* WHAT TO DO
**a)** Answer these questions from the const generics text:
(i) What will future Const Generics features allow?
(ii) Under "Per-Type Rejection," what could be forbidden if any of a type's values would be undesirable as a const generic argument?
(iii) Under "Intuitive Semver," what ability does forbidding entire types from use in const generics provide?
**b)** Write the next part of the const generics text, picking up right after its final sentence.

* READING TEXT
Future Const Generics features will allow for generic parameters to be used in const generic arguments. Some designs for this extension may result in RV->TSV conversions occuring in codegen whereas others may not.
If we cannot guarantee the RV->TSV conversion always succeeds post-mono then we will have post mono errors from this conversion being fallible. The TL;DR here is that it is extremely unlikely that fallible RV->TSV will cause post mono errors but there *is* a remote possibility. See [this aside][aside_pmes] for detailed information.
### Per-Type Rejection
If any of the values in a type would be undesirable as a const generic argument we could altogether forbid the type from being used as the type of a Const Generic Parameter.
#### Requirement: [Oberservable Equality][req_equality]
N/A
#### Ideal: [One Equality][ideal_equality]
N/A
#### Ideal: [Lossless Roundtripping][ideal_roundtrip]
N/A
#### Ideal: [Intuitive Semver][ideal_semver]
Forbidding entire types from use in const generics gives us the ability to have an explicit *opt-in* to a type being a valid type of a Const Generic Parameter. Whether this is a trait or some other kind of marker is not too important.

Records from a point labeling set:
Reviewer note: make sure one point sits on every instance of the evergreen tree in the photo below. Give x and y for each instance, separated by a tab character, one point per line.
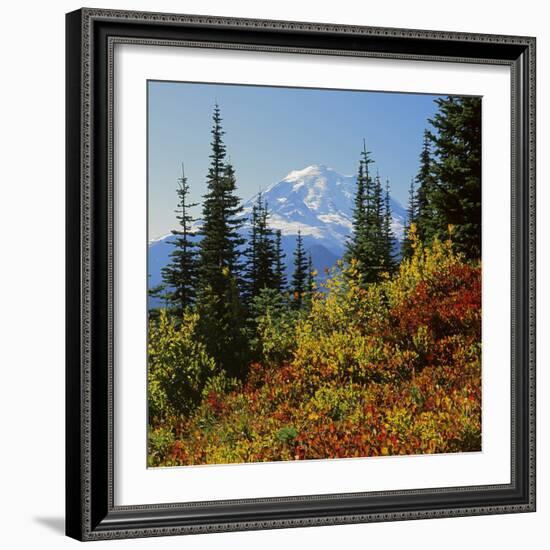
299	277
260	271
388	239
221	314
406	248
426	215
158	292
359	246
310	275
376	231
280	274
180	274
456	171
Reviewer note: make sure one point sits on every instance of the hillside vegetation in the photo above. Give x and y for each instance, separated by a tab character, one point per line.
393	368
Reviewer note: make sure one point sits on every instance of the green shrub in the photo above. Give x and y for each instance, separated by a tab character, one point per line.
178	366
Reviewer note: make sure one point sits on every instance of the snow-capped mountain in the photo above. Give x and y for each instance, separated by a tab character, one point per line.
316	200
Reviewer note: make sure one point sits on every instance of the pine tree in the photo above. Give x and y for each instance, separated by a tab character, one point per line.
456	171
388	239
280	274
359	245
376	231
266	250
310	282
251	254
406	248
260	270
180	274
299	277
221	313
426	216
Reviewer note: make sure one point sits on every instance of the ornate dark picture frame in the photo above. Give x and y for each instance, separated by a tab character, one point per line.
90	510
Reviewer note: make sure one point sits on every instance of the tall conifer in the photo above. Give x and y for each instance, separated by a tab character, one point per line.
406	245
180	274
299	277
221	314
456	170
280	274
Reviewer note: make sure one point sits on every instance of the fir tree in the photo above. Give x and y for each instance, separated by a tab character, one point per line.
260	271
310	275
375	223
299	277
456	170
426	216
280	274
406	248
359	245
221	314
180	274
388	239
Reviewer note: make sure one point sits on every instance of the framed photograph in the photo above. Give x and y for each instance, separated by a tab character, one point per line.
300	274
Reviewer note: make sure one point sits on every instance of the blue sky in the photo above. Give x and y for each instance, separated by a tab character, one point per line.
271	131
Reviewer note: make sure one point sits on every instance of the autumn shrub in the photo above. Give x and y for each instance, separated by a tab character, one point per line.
390	368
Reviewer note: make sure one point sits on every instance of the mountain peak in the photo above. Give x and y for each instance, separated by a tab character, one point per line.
313	170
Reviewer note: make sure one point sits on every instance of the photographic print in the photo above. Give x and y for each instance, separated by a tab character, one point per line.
314	274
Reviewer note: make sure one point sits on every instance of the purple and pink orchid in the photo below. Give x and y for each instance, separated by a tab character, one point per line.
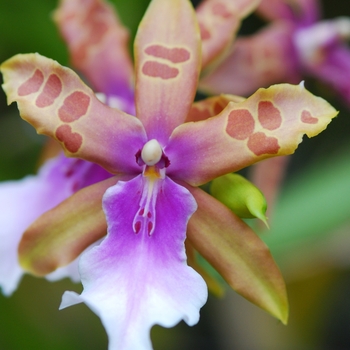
136	275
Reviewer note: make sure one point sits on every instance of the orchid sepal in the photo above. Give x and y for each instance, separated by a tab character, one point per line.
57	103
61	234
167	64
155	286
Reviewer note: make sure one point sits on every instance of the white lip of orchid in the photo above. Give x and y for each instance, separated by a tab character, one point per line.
151	152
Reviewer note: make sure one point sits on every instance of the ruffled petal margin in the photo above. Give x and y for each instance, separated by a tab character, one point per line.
23	201
134	281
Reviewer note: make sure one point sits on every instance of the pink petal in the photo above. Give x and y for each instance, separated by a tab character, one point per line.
167	60
133	281
300	11
58	104
219	21
98	45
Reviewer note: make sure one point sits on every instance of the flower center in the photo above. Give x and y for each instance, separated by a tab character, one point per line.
153	157
151	152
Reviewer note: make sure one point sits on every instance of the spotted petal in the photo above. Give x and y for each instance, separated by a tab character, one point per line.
219	21
238	254
301	11
135	280
167	56
97	43
270	123
255	61
58	104
61	234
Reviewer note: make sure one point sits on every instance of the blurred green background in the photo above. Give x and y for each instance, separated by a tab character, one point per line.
309	236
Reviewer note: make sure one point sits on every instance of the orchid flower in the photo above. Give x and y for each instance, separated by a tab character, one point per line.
138	276
296	44
97	43
97	57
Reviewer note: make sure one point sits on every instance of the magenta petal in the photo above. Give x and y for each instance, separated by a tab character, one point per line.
135	280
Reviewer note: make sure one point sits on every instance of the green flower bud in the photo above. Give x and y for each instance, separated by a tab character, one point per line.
240	195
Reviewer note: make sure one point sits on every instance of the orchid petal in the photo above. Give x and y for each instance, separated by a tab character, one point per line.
167	56
219	21
238	254
58	236
240	195
133	281
210	107
58	104
97	43
71	270
260	60
23	201
324	55
268	176
300	11
270	123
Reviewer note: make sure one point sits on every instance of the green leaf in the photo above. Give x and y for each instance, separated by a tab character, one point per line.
240	195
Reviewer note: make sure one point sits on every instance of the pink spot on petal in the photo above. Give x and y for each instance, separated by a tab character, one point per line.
217	108
32	85
307	118
51	91
205	33
175	55
74	107
269	116
159	70
72	141
240	124
260	144
197	114
221	10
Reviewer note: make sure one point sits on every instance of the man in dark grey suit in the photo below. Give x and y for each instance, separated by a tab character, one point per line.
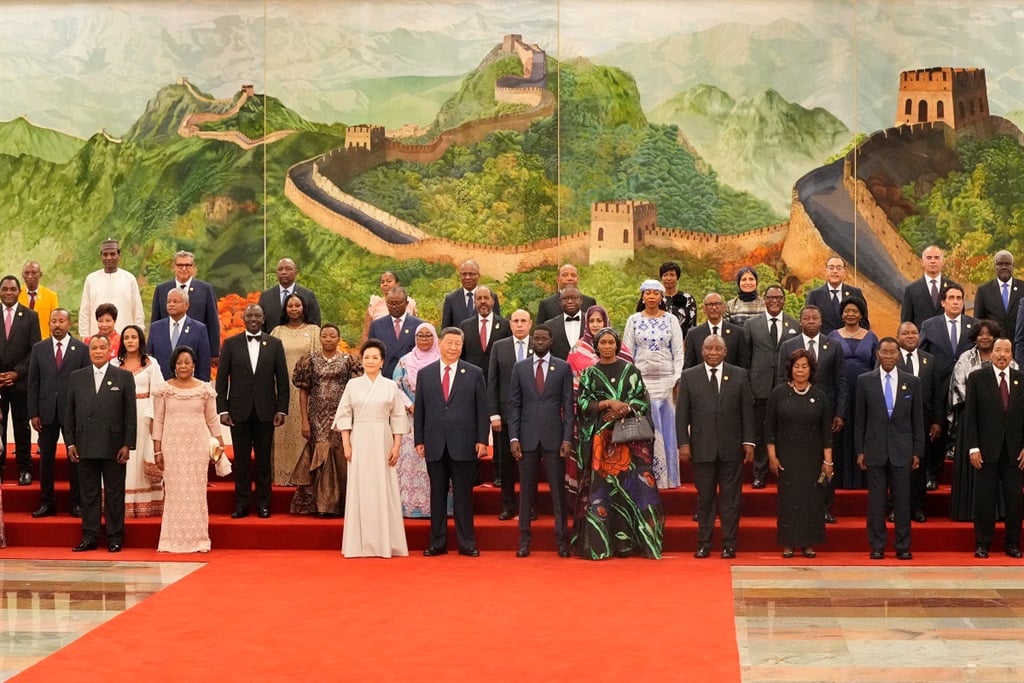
99	433
452	398
715	428
541	422
889	437
252	399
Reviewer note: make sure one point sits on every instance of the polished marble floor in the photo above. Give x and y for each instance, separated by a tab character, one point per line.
880	624
46	604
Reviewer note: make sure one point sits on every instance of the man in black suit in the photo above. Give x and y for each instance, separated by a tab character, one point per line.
452	398
993	419
50	366
921	365
202	302
945	336
715	427
272	300
18	335
923	297
504	354
829	296
714	307
889	437
552	306
759	354
396	330
460	304
252	399
541	423
99	433
999	298
567	326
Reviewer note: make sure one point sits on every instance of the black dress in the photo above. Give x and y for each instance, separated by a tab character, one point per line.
800	426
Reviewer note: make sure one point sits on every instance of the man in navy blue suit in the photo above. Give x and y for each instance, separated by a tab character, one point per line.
396	330
541	430
452	397
202	299
179	330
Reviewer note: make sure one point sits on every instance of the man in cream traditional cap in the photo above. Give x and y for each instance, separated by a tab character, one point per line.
111	285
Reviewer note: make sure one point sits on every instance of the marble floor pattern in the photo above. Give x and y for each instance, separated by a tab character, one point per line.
46	604
880	624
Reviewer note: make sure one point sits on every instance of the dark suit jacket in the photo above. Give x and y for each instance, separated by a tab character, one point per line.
14	351
986	426
471	349
270	302
47	385
918	305
383	328
541	421
883	439
99	424
830	375
692	345
455	309
760	355
240	391
458	424
202	307
821	297
988	303
715	428
193	334
551	306
500	374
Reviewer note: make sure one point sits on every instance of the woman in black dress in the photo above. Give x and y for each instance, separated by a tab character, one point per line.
798	432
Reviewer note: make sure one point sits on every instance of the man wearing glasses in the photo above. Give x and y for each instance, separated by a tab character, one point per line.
202	299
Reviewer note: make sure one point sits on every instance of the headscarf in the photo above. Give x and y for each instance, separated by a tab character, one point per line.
416	359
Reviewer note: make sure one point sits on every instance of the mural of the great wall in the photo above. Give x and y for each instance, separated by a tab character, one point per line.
600	151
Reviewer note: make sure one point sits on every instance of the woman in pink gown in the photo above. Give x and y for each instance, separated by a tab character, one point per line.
184	419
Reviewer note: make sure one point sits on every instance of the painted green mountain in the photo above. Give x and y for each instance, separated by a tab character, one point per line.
19	136
761	144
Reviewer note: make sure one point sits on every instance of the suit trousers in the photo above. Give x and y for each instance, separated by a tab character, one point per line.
256	437
718	481
554	468
993	476
48	436
102	478
460	474
14	406
883	479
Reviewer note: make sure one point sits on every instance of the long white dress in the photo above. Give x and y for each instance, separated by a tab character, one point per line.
374	410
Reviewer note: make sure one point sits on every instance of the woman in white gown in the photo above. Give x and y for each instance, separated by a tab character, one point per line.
372	419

* TASK-BY-TASK RESULTS
**a)**
(i) They will allow generic parameters to be used in const generic arguments.
(ii) The type could be forbidden altogether from being used as the type of a Const Generic Parameter.
(iii) It provides the ability to have an explicit opt-in to a type being a valid type of a Const Generic Parameter.

**b)**
With an explicit opt-in to a type being usable in const generics, library authors would get compilation errors when adding a private field with a type unusable in const generics to an accepted type. This would make it simple to machine-check semver violations (the guarantee would be explicitly removed), and also intuitive for library authors as they have explicitly stopped guaranteeing something they previously were.
#### Ideal: [Good Pattern Types][ideal_pat]
Rejecting types from const generics that are supported in const patterns would violate this ideal. As there is overlap between what values const generics cant support and what const patterns cant support, we can't uphold this ideal while also Per-Type Rejecting all types with values not valid for use in const generics.
#### Ideal: [Const Patterns Parity][ideal_const_pat]
N/A
#### Ideal: [No Post-mono Errors][ideal_pmes]
With per-type rejection we would be able to avoid post monomorphization errors from undesirable values as const generic arguments.
While this does not impact whether evaluation of constants may result in post-mono errors. It does mean that constants which do evaluate successfully cannot not result in any additional post-mono errors.
I do not expect a choice between per-value or per-type rejection of undesirable values to have any impact on how well we could support `<T, const N: T>`. Though it is worth noting that having an explicit opt-in would give the possibility of explicitly bounding the type parameter `T` by a requirement that all its values be valid in const generics (e.g. `<T: ConstParamTy, const N: T>`).
### Lossy Conversion
When converting a RV to a TSV, if the RV is unusable in the type system in some way, we could implicitly convert it to a different value that we *can* handle in the type system.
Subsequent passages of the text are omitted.